> [Exercise task]: Convert every line of the items below into a Markdown table with two columns, Row and Line. Put the row number in the first column and the line in the second, and leave out any blank lines.
━━━━━━━━━━━━━━━━
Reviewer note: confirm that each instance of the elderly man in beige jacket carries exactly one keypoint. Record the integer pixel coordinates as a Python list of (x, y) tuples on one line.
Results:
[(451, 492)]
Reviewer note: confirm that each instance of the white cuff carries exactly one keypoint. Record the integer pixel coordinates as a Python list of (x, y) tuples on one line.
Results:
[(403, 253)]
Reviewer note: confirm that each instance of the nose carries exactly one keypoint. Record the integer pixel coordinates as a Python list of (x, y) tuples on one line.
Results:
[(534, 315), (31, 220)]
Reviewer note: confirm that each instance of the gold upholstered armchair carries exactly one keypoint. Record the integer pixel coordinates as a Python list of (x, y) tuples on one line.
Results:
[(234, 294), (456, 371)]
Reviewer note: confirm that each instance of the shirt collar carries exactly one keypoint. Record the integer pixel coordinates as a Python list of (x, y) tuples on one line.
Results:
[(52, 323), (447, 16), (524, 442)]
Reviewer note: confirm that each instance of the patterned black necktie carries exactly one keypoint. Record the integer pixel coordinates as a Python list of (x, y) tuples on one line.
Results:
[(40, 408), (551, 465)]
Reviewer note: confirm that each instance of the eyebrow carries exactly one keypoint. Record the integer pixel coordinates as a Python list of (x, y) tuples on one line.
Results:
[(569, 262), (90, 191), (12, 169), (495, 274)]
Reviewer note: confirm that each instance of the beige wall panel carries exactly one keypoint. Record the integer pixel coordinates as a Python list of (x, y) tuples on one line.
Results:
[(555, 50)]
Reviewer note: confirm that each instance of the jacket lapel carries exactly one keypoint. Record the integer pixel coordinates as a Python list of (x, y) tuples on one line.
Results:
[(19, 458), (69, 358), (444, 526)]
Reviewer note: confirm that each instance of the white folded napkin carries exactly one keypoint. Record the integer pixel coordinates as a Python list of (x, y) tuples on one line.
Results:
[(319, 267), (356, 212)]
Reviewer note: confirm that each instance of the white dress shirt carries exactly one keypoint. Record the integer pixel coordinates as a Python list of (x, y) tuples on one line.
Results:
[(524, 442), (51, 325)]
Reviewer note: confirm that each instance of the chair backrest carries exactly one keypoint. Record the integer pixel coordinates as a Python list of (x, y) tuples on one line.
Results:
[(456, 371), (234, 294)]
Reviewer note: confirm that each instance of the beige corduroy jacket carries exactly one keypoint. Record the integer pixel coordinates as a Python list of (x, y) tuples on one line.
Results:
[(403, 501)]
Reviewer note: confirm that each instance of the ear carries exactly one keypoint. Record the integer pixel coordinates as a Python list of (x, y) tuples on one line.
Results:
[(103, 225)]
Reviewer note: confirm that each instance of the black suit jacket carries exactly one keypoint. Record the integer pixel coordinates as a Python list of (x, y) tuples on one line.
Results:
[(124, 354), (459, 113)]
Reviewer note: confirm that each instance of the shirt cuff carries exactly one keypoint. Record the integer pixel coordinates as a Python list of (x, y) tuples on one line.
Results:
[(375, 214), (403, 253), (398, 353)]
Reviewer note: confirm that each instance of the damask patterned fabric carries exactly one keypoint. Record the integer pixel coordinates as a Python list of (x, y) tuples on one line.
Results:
━━━━━━━━━━━━━━━━
> [Written answer]:
| Row | Line |
|---|---|
| 1 | Reviewer note: confirm that each instance of the elderly man in beige jacket carries exactly one keypoint. Record the integer pixel coordinates as a Python list of (x, y) tuples on one line. |
| 2 | Results: |
| 3 | [(451, 492)] |
| 4 | Reviewer note: confirm that each instance of the white cuff carries exactly one keypoint. Record the integer pixel coordinates as a Python list of (x, y) tuples on one line. |
| 5 | Results: |
| 6 | [(403, 253)] |
| 7 | Reviewer note: confirm that each instance of the nose carries exactly one keypoint. Record the integer pixel coordinates as a Python list of (x, y) tuples on one line. |
| 8 | Results: |
| 9 | [(534, 315), (31, 220)] |
| 10 | Reviewer note: confirm that each instance of the gold upholstered armchair carries exactly one keypoint. Record the integer pixel coordinates as a Python list of (x, y) tuples on one line. |
| 11 | Results: |
| 12 | [(234, 294), (456, 371)] |
| 13 | Reviewer note: confirm that each instance of the shirt collar carries exactly one keypoint. Record the integer pixel coordinates as a Python list of (x, y) tuples on one line. |
| 14 | Results: |
| 15 | [(52, 323), (447, 16), (524, 442)] |
| 16 | Reviewer note: confirm that each instance of the patterned black necktie carries exactly one keypoint. Record the integer pixel coordinates as a Python list of (x, y) tuples on one line. |
| 17 | Results: |
| 18 | [(40, 408), (551, 465)] |
| 19 | Reviewer note: confirm that each instance of the eyebrow carries exactly one keypoint. Record the integer pixel coordinates as a Python list of (x, y) tuples on one line. |
| 20 | Results: |
| 21 | [(569, 262), (90, 191), (12, 169), (495, 274)] |
| 22 | Reviewer note: confirm that each instance of the beige wall panel carries exactly one keypoint. Record the integer pixel coordinates as a Python list of (x, y) tuples on one line. |
| 23 | Results: |
| 24 | [(555, 50)] |
| 25 | Reviewer note: confirm that each instance of the jacket lapel carries exactly one keypoint. Record the integer pixel coordinates as a Python list of (x, y) tuples on one line. |
| 26 | Results: |
| 27 | [(19, 458), (69, 358), (444, 526)] |
| 28 | Reviewer note: confirm that each instance of the white folded napkin carries exactly one keypoint. Record the integer pixel coordinates as a Python list of (x, y) tuples on one line. |
| 29 | Results: |
| 30 | [(319, 267), (356, 212)] |
| 31 | Reviewer note: confirm that each instance of the white dress shirt carries exactly one keypoint. Record the integer pixel coordinates as a Python list of (x, y) tuples on one line. |
| 32 | Results: |
| 33 | [(524, 442), (51, 325)] |
| 34 | Reviewer note: confirm that each instance of the chair backrest carries exactly one keypoint. Record the integer pixel coordinates as a Python list of (x, y) tuples on one line. |
| 35 | Results: |
| 36 | [(456, 371), (234, 294)] |
| 37 | Reviewer note: confirm that each instance of the beige corduroy jacket carries exactly one keypoint. Record the integer pixel coordinates as a Python list of (x, y) tuples on one line. |
| 38 | Results: |
| 39 | [(403, 501)] |
| 40 | Reviewer note: confirm that each instance of the ear carries exactly one keypoint. Record the integer pixel coordinates as a Python list of (x, y) tuples on one line. |
| 41 | Results: |
| 42 | [(103, 225)] |
| 43 | Reviewer note: confirm that each instance of the black suit jacket carries exactly one keypoint. Record the integer pixel coordinates as a Python list of (x, y) tuples on one line. |
| 44 | Results: |
| 45 | [(124, 354), (459, 113)] |
| 46 | Reviewer note: confirm that each instance of the shirt cuff carries exactly one keypoint. Record the integer pixel coordinates as a Python list of (x, y) tuples on one line. |
| 47 | Results: |
| 48 | [(375, 214), (403, 253), (398, 353)] |
| 49 | Reviewer note: confirm that each instance of the damask patterned fabric carries exactly one keypoint. Record the integer pixel coordinates as a Python list of (x, y) tuples on one line. |
| 50 | Results: |